**Passage fourni:**
'''

J’ai dans le sang
Et au travers de la gorge
Un phrasé Be-bop
Qui d’une cave enfumée
Est venu se faufiler jusqu’à moi
Oui !
Ce n’est qu’après sa mort qu’Yves Teicher (1962-2022) apparaît plus largement comme poète. On le connaissait comme un musicien de jazz épris de la poésie de Rimbaud aussi bien que de la musique de Charlie Parker, auquel il consacra une mémorable séance d’enregistrement (cf. Yves Teicher plays Charlie Parker, CD Intégral Classic, 2005). Il interpréta sur scène Une saison en enfer d’une manière fort expressive et soulignant de son libre violon l’extra et folle lucidité de l’enfant de Charleville. Il fut aussi l’ami du poète André Laude, auquel il rendit hommage à plusieurs reprises.

'''

Données sources
'''

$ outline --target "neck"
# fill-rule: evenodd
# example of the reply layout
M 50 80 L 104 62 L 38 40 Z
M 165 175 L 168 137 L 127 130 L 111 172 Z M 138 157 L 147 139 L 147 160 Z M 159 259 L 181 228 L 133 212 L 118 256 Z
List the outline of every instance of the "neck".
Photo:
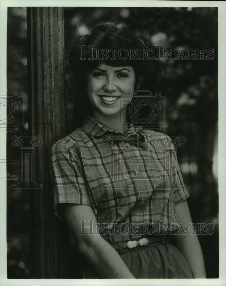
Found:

'''
'''

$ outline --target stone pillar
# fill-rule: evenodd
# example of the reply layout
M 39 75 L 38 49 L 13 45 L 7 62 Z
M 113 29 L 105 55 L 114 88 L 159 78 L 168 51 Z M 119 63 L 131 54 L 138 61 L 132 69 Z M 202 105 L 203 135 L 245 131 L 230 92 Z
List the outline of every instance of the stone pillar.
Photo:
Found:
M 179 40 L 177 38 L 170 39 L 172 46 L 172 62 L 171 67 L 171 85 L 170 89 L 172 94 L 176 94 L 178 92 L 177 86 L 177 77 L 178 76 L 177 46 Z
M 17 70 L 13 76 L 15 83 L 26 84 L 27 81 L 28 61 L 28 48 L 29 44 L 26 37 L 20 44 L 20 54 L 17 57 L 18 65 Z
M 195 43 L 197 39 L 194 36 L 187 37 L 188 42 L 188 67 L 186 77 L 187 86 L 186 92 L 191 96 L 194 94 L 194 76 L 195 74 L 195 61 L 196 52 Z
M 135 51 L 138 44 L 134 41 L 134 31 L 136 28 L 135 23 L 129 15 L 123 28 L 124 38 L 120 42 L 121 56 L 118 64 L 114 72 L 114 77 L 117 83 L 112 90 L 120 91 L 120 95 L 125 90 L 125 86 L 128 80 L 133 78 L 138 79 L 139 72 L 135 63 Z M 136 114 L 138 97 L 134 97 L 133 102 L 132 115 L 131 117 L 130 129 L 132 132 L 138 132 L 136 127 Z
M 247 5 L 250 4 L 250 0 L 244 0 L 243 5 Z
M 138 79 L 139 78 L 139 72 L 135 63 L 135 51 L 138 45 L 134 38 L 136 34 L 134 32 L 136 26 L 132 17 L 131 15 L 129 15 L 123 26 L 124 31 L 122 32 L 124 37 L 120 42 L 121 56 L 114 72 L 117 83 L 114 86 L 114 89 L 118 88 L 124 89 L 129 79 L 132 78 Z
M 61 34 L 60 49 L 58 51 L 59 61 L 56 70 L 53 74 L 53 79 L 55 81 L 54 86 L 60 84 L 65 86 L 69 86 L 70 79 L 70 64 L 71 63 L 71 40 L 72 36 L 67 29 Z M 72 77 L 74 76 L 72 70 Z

'''

**Travail demandé:**
• 1. D'après le texte sur Yves Teicher, à quel musicien a-t-il consacré une séance d'enregistrement mémorable ?
• 2. Traduisez en anglais cette phrase du texte sur Yves Teicher : « Il fut aussi l’ami du poète André Laude, auquel il rendit hommage à plusieurs reprises. »

**Ensemble des réponses:**
• 1. Charlie Parker.

• 2. He was also a friend of the poet André Laude, to whom he paid tribute on several occasions.